◆ PROBLEM STATEMENT ◆
Count the lines below that contain the string "would", treating uppercase and lowercase as different, and reply with that number only.
====
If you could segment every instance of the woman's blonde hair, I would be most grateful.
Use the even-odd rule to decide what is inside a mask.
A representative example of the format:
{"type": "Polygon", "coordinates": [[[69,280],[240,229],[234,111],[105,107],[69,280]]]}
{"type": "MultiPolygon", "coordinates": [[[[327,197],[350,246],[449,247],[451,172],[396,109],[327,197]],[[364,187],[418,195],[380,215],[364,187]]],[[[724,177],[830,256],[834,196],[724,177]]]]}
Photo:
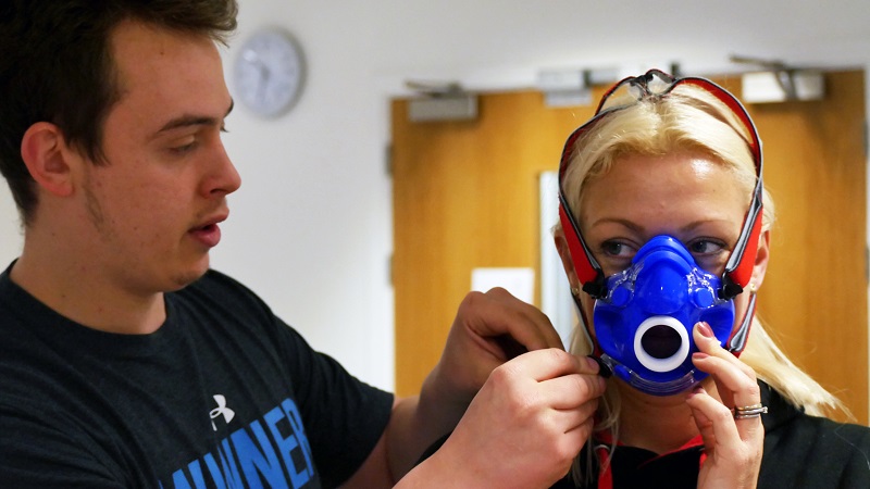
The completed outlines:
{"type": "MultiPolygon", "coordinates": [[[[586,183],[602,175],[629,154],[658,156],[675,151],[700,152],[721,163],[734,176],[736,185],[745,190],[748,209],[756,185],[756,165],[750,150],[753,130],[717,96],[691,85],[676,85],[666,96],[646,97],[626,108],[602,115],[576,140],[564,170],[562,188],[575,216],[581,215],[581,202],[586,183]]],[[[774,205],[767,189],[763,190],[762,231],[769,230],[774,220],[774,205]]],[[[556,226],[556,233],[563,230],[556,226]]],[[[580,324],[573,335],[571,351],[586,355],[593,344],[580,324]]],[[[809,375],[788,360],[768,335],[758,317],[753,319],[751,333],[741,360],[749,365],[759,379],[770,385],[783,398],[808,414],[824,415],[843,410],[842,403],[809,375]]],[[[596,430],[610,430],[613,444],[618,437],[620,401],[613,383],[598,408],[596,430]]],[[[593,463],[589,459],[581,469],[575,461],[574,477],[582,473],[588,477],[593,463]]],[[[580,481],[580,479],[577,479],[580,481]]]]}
====
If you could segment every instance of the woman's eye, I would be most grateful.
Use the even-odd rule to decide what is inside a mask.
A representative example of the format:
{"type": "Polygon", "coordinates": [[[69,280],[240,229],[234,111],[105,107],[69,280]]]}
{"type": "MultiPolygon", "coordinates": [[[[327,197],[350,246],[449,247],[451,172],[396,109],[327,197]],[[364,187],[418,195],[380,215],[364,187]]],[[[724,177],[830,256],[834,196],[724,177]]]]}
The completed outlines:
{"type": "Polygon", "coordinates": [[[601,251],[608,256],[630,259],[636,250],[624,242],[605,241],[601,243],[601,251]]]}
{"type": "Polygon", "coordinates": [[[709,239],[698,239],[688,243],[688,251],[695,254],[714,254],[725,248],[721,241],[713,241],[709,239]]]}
====
◆ SOLUTION FOR THIS TASK ◆
2